### Your task
Each record below should be output verbatim, without pictures.

++++++++++

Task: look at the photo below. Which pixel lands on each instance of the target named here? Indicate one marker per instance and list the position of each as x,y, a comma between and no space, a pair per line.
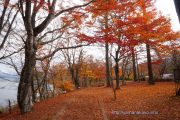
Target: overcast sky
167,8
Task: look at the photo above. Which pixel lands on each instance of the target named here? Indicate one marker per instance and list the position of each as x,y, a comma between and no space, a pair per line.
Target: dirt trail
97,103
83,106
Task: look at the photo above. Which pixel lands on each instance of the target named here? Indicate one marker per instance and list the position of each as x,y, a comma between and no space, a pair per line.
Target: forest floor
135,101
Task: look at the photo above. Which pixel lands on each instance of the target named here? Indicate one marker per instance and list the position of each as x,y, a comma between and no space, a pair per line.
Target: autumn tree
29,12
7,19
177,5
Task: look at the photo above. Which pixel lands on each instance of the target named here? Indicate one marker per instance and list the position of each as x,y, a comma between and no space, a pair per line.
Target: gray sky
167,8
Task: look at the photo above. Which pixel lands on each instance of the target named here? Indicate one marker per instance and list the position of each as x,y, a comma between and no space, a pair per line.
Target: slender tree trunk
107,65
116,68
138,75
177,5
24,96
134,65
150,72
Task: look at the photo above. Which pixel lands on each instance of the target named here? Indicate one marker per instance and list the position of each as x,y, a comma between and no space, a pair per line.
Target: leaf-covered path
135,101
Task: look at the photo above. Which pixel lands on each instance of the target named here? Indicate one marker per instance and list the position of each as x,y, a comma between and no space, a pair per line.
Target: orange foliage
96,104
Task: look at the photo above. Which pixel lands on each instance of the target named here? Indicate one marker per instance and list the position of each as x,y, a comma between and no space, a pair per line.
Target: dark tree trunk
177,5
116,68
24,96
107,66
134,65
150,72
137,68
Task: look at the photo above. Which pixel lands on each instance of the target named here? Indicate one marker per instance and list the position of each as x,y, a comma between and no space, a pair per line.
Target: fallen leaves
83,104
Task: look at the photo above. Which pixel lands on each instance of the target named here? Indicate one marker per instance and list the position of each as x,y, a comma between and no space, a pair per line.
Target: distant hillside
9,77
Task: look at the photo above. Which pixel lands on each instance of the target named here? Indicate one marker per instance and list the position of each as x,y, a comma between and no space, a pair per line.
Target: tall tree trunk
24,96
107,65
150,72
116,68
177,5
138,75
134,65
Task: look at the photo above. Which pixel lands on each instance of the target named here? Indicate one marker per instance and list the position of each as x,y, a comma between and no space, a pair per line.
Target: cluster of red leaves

++++++++++

### The reply
Task: look at the photo below. Which pixel lands on each instance of the target named here? Indicate one marker per instance and list the position of each as x,y, a comma between and no space, a pair per line.
Target: overcast sky
167,8
Task: look at the photo above. Which pixel lands on each instance of the target named here? Indicate one marker per instance and list the position of each as x,y, a comma between and no space, a pair per line.
Target: dirt trail
97,103
83,106
Task: look at the photo above. Which pixel lands on each instance of the target named here? Indicate one marker per instance and list the position of each as x,y, a comma between and no space, a pair per line.
Target: forest floor
135,101
Task: look at the photo above. Which pixel lands on each instance of the target named here? Indicate one marker per instance and list the position of each as x,y, a comma between and no space, a pair per line.
Target: autumn tree
29,12
7,19
177,5
Task: look at the photo above. Which pixel lands on each instance of the target named here? Indicate one marker per instance and list the position of each as x,y, a comma between and no space, a pair per line.
Target: gray sky
167,8
Task: look at the photo above. Which pixel lands on each instance of the target named here? Indicate one marker per instance and list the position of each as x,y, a comma between and no space, a pair per line.
Target: slender tree trunk
107,65
116,68
138,75
177,5
24,96
134,65
150,72
Task: look at the photo above. Which pixel lands on each instance of the target named here? Indicate one marker per instance and list the position of each as x,y, a comma between and no space, a pair per line.
Target: leaf-covered path
135,101
Task: look at the photo above. Which pixel lands on each instance of the target named here? Indicate one marker per instance and list the position of each as x,y, a comma between and no space, a pair per line.
Target: orange foliage
96,104
Task: look at the photo above. Which pixel lands on each instance of the target named here? Indicate one marker per instance and list the position of each as x,y, a comma between and no space, a pair per line.
Target: dark tree trunk
177,5
116,68
24,96
107,66
134,65
150,72
137,68
Task: look at the photo above. Which pixel lands on each instance of the target named here? Indicate one marker per instance and list the position of each as x,y, a comma between and no space, a pair per line.
Target: fallen leaves
83,104
Task: look at the photo above. Which pixel lands on each instance of the target named here? Indicate one marker per instance and list the position of each as x,y, a comma between and no space, a pair per line.
Target: distant hillside
9,77
Task: look at the photo above. Which pixel lands on each instance of the target named here? Indicate one marker per instance and list the position of each as x,y, a comma between and no space, a pair per line.
Target: tall tree trunk
24,96
107,65
150,72
116,68
177,5
138,75
134,65
Task: look at the photo above. Which pixel lands on each instance of the target named here? Indicate one marker per instance and list the position of each as x,y, a comma between and no space, a pair per line.
Target: cluster of red leaves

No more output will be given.